ENTRIES PROVIDED
——————

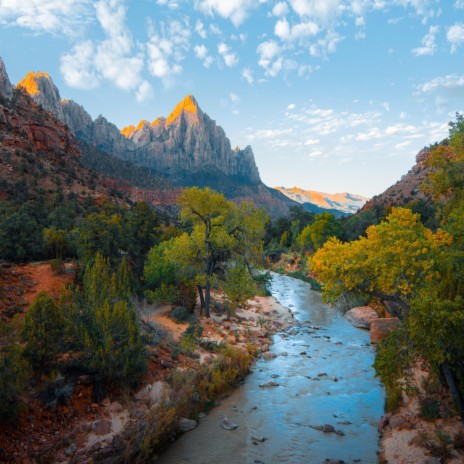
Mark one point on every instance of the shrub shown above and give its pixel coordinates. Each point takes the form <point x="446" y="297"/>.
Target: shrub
<point x="57" y="266"/>
<point x="43" y="330"/>
<point x="429" y="409"/>
<point x="14" y="375"/>
<point x="180" y="314"/>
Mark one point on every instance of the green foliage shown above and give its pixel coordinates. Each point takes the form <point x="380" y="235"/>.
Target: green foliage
<point x="429" y="409"/>
<point x="14" y="376"/>
<point x="180" y="314"/>
<point x="222" y="235"/>
<point x="43" y="330"/>
<point x="107" y="329"/>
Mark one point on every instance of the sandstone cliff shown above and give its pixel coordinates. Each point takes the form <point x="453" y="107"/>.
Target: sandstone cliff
<point x="344" y="202"/>
<point x="186" y="143"/>
<point x="407" y="188"/>
<point x="5" y="85"/>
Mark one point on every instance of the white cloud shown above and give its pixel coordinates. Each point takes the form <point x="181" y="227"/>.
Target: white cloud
<point x="200" y="29"/>
<point x="455" y="36"/>
<point x="284" y="31"/>
<point x="51" y="16"/>
<point x="428" y="43"/>
<point x="280" y="9"/>
<point x="322" y="11"/>
<point x="328" y="44"/>
<point x="248" y="75"/>
<point x="201" y="52"/>
<point x="234" y="98"/>
<point x="230" y="57"/>
<point x="451" y="82"/>
<point x="171" y="4"/>
<point x="234" y="10"/>
<point x="166" y="50"/>
<point x="111" y="59"/>
<point x="270" y="57"/>
<point x="144" y="92"/>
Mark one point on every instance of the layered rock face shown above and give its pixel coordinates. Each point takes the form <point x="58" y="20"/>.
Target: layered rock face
<point x="184" y="144"/>
<point x="189" y="141"/>
<point x="5" y="84"/>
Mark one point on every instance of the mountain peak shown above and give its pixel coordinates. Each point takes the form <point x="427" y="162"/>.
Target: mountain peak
<point x="5" y="84"/>
<point x="40" y="86"/>
<point x="34" y="82"/>
<point x="188" y="105"/>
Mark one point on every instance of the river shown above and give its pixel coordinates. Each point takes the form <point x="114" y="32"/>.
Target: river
<point x="326" y="377"/>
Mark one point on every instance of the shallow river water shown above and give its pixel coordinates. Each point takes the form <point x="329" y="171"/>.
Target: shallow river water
<point x="348" y="397"/>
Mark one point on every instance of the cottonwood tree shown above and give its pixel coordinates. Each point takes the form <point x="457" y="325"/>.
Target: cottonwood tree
<point x="222" y="236"/>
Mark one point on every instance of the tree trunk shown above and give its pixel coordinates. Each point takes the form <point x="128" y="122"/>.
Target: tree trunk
<point x="207" y="298"/>
<point x="202" y="299"/>
<point x="453" y="388"/>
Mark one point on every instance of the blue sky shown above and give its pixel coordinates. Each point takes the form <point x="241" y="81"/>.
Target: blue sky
<point x="332" y="95"/>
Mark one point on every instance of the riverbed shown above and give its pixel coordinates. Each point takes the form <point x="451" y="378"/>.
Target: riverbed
<point x="324" y="375"/>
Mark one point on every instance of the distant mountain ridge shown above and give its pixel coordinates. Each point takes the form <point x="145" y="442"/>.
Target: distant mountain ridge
<point x="347" y="203"/>
<point x="187" y="148"/>
<point x="407" y="189"/>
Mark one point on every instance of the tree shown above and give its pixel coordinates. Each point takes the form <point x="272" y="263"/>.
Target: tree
<point x="398" y="258"/>
<point x="44" y="328"/>
<point x="140" y="230"/>
<point x="222" y="235"/>
<point x="14" y="375"/>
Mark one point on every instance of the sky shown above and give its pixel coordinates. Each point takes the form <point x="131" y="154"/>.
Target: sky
<point x="332" y="95"/>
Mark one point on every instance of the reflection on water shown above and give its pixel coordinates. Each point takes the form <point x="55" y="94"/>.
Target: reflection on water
<point x="325" y="378"/>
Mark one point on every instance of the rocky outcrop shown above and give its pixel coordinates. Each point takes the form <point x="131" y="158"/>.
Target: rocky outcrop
<point x="344" y="202"/>
<point x="188" y="148"/>
<point x="5" y="84"/>
<point x="189" y="141"/>
<point x="361" y="316"/>
<point x="40" y="87"/>
<point x="407" y="189"/>
<point x="380" y="328"/>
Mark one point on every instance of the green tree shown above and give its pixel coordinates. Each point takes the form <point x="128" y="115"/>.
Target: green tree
<point x="43" y="331"/>
<point x="222" y="234"/>
<point x="14" y="376"/>
<point x="141" y="231"/>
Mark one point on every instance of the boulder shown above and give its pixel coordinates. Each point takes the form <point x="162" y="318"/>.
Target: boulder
<point x="186" y="425"/>
<point x="361" y="316"/>
<point x="400" y="423"/>
<point x="227" y="424"/>
<point x="380" y="328"/>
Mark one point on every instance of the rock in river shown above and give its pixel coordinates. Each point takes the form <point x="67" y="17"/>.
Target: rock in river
<point x="361" y="316"/>
<point x="227" y="424"/>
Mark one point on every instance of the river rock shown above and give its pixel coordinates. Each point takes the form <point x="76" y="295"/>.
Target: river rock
<point x="101" y="427"/>
<point x="270" y="383"/>
<point x="227" y="424"/>
<point x="384" y="421"/>
<point x="327" y="428"/>
<point x="268" y="355"/>
<point x="400" y="422"/>
<point x="361" y="317"/>
<point x="186" y="425"/>
<point x="380" y="328"/>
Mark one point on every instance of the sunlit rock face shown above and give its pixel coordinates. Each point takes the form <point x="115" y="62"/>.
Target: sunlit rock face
<point x="44" y="92"/>
<point x="188" y="140"/>
<point x="5" y="84"/>
<point x="186" y="143"/>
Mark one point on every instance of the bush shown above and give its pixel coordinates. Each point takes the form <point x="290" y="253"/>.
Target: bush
<point x="14" y="375"/>
<point x="57" y="266"/>
<point x="180" y="314"/>
<point x="429" y="409"/>
<point x="43" y="330"/>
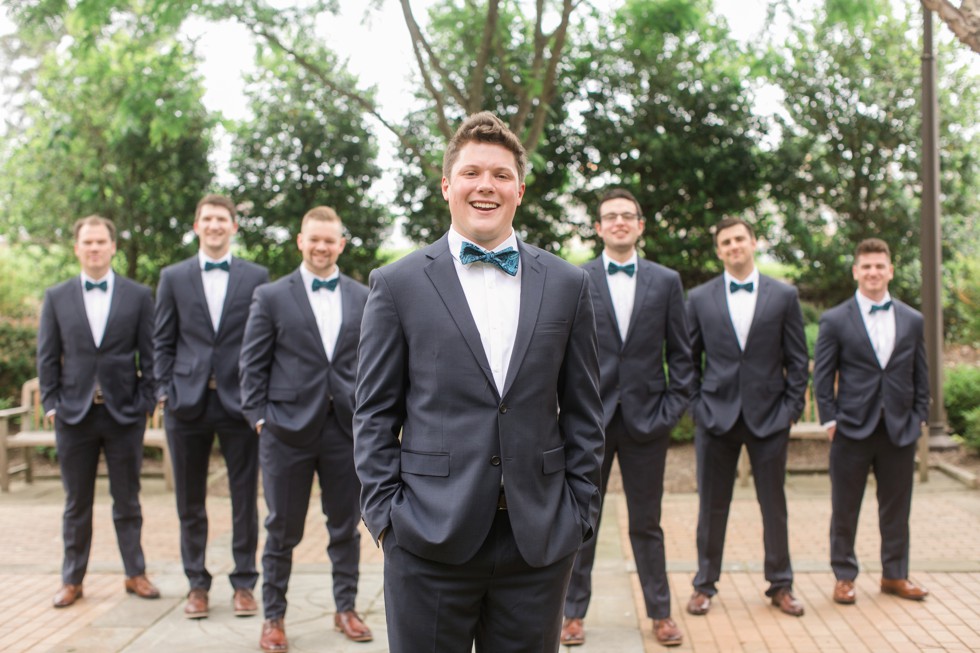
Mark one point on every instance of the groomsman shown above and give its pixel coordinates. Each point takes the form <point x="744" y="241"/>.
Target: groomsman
<point x="297" y="374"/>
<point x="202" y="305"/>
<point x="478" y="432"/>
<point x="95" y="366"/>
<point x="645" y="374"/>
<point x="873" y="347"/>
<point x="748" y="391"/>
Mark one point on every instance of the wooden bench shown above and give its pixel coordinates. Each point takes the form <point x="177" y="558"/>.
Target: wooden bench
<point x="34" y="433"/>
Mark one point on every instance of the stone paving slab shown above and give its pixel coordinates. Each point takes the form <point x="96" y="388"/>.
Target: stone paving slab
<point x="945" y="558"/>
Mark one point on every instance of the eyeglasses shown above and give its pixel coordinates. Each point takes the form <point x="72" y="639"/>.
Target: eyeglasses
<point x="612" y="217"/>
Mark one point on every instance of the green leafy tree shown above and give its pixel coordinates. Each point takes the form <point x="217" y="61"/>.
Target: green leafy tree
<point x="849" y="162"/>
<point x="114" y="126"/>
<point x="668" y="115"/>
<point x="306" y="147"/>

——————

GIVEN REQUEST
Could you set down all of the rows above again, word for word, with the pictures left out?

ANSWER FOR THE TASK
Mark one point on every instance of the shrub shown above and give its pixel coordinates. Each point takes the form <point x="446" y="297"/>.
Target: shrub
<point x="57" y="266"/>
<point x="43" y="330"/>
<point x="429" y="409"/>
<point x="14" y="375"/>
<point x="180" y="314"/>
Mark one point on every instance of the green foliage shown above and give its pixel coordinates. Each point takes the form <point x="380" y="235"/>.
Target: green foliage
<point x="429" y="409"/>
<point x="14" y="376"/>
<point x="180" y="314"/>
<point x="222" y="235"/>
<point x="43" y="330"/>
<point x="107" y="329"/>
Mark one point on every instance of the sandstone cliff shown above and give its pixel coordinates. Each point takes the form <point x="453" y="107"/>.
Target: sandstone cliff
<point x="344" y="202"/>
<point x="186" y="143"/>
<point x="407" y="188"/>
<point x="5" y="85"/>
Mark one point on every instance of the white cloud shown above and give its pixel coordinates. Each point takes the form <point x="181" y="227"/>.
Target: white cloud
<point x="200" y="29"/>
<point x="455" y="36"/>
<point x="284" y="31"/>
<point x="51" y="16"/>
<point x="428" y="43"/>
<point x="280" y="9"/>
<point x="322" y="11"/>
<point x="328" y="44"/>
<point x="248" y="75"/>
<point x="201" y="52"/>
<point x="234" y="98"/>
<point x="230" y="57"/>
<point x="451" y="82"/>
<point x="171" y="4"/>
<point x="234" y="10"/>
<point x="166" y="50"/>
<point x="111" y="59"/>
<point x="270" y="57"/>
<point x="144" y="92"/>
Mark one point on every instance of the layered rock face shown above and give its pixel coordinates. Each point takes the form <point x="58" y="20"/>.
Target: layered rock face
<point x="184" y="144"/>
<point x="189" y="141"/>
<point x="5" y="84"/>
Mark one point on every instance of the mountain peak shown above and give its pixel coordinates. Each point takes the form <point x="427" y="162"/>.
Target: mountain peak
<point x="5" y="84"/>
<point x="40" y="86"/>
<point x="34" y="82"/>
<point x="188" y="105"/>
Mark one point on every instance of the river shown above and give its pixel coordinates. Each point takes the form <point x="114" y="32"/>.
Target: river
<point x="326" y="377"/>
Mark one point on every instance of the shallow river water shown above and give its pixel coordinates. Each point takes the form <point x="329" y="171"/>.
Target: shallow river water
<point x="348" y="397"/>
Mark one point on every instance of the cottonwood tree shown above and give its pixel coordinates. Each point takes the form <point x="457" y="325"/>.
Target: cottonwood tree
<point x="222" y="236"/>
Mark one point on every instance of the tree trunk shown above and give its pixel coordinates. Each point takes the form <point x="128" y="122"/>.
Target: tree trunk
<point x="207" y="298"/>
<point x="202" y="299"/>
<point x="453" y="388"/>
Mark one point on every instance of the blue sky shown above and give its pixel coordinates. Each point takes the form <point x="241" y="81"/>.
Target: blue sky
<point x="332" y="95"/>
Mark one point on every instance of the riverbed shown above and give its pixel coordinates. Each point takes the form <point x="451" y="378"/>.
Target: riverbed
<point x="324" y="375"/>
Mark one point on every instance of the distant mountain ridge shown above and give its pixel coordinates. Each point takes the form <point x="145" y="442"/>.
Target: distant mountain ridge
<point x="347" y="203"/>
<point x="187" y="148"/>
<point x="407" y="189"/>
Mark one point on every instance of the tree shown above and give its pixel coordinates. Each point takes the form <point x="272" y="263"/>.
Target: tree
<point x="398" y="258"/>
<point x="44" y="328"/>
<point x="140" y="230"/>
<point x="222" y="235"/>
<point x="14" y="375"/>
Mark one point on every instance of the sky shown above and give its pixel coordinates. Each point takes the form <point x="131" y="154"/>.
Target: sky
<point x="332" y="95"/>
Mark one point on every instance of the reflection on water shown above and give its pixel coordinates. Each point takes the form <point x="55" y="94"/>.
Target: reflection on water
<point x="325" y="378"/>
Mark one point on every instance of the rocky outcrop shown above and give its pixel coordinates. Each point takes the form <point x="131" y="158"/>.
Target: rocky outcrop
<point x="344" y="202"/>
<point x="188" y="148"/>
<point x="5" y="84"/>
<point x="189" y="141"/>
<point x="361" y="316"/>
<point x="40" y="87"/>
<point x="407" y="189"/>
<point x="380" y="328"/>
Mark one point on every instance of the green tree shown above and give its pixel coordinates. Each point takes the form <point x="128" y="115"/>.
Target: green tree
<point x="43" y="331"/>
<point x="222" y="234"/>
<point x="14" y="376"/>
<point x="141" y="231"/>
Mark one point on every instance of the boulder shown above and give its pixel coordinates. Each point takes the form <point x="162" y="318"/>.
Target: boulder
<point x="186" y="425"/>
<point x="361" y="316"/>
<point x="400" y="423"/>
<point x="227" y="424"/>
<point x="380" y="328"/>
Mark one point on every instance of the rock in river shown above and give its pixel coordinates. Each point takes the form <point x="67" y="17"/>.
Target: rock in river
<point x="361" y="316"/>
<point x="227" y="424"/>
Mark one point on every instance of the river rock shown above and give its pixel coordinates. Each point takes the form <point x="76" y="295"/>.
Target: river rock
<point x="101" y="427"/>
<point x="270" y="383"/>
<point x="227" y="424"/>
<point x="384" y="421"/>
<point x="327" y="428"/>
<point x="268" y="355"/>
<point x="400" y="422"/>
<point x="361" y="317"/>
<point x="186" y="425"/>
<point x="380" y="328"/>
Mark one point on every instance of the sunlit rock face shown above and give its pixel coordinates. Each point takes the form <point x="115" y="62"/>.
Target: sunlit rock face
<point x="44" y="92"/>
<point x="188" y="140"/>
<point x="5" y="84"/>
<point x="186" y="143"/>
Mark one point on every instance of the bush shown above and give its pixel coordinates. Each point takes the form <point x="290" y="253"/>.
Target: bush
<point x="14" y="375"/>
<point x="57" y="266"/>
<point x="180" y="314"/>
<point x="429" y="409"/>
<point x="43" y="330"/>
Mark one point on every instance of the groomsman shown above and give its pixel coordinates. Each point takes the form <point x="744" y="241"/>.
Target: groomsman
<point x="297" y="374"/>
<point x="202" y="305"/>
<point x="478" y="432"/>
<point x="95" y="366"/>
<point x="645" y="374"/>
<point x="873" y="347"/>
<point x="748" y="391"/>
Mark one point on every instance of the wooden bench shown above and give its pixel coordinates. Each point takes the form <point x="177" y="558"/>.
Target: wooden bench
<point x="34" y="433"/>
Mark one point on every instance of the stone paving slab shown above and give its pixel coordinates. Each point takes the form <point x="96" y="388"/>.
Target: stone paving slab
<point x="945" y="558"/>
Mark one point on every instance of the eyeglasses shown above and give its pixel coordinates. Each point takes the form <point x="72" y="639"/>.
Target: eyeglasses
<point x="612" y="217"/>
Mark one point on every instance of the green leafy tree shown above and give its pixel coordinates. Each point takes the form <point x="217" y="61"/>.
Target: green leafy tree
<point x="849" y="162"/>
<point x="114" y="126"/>
<point x="668" y="115"/>
<point x="306" y="147"/>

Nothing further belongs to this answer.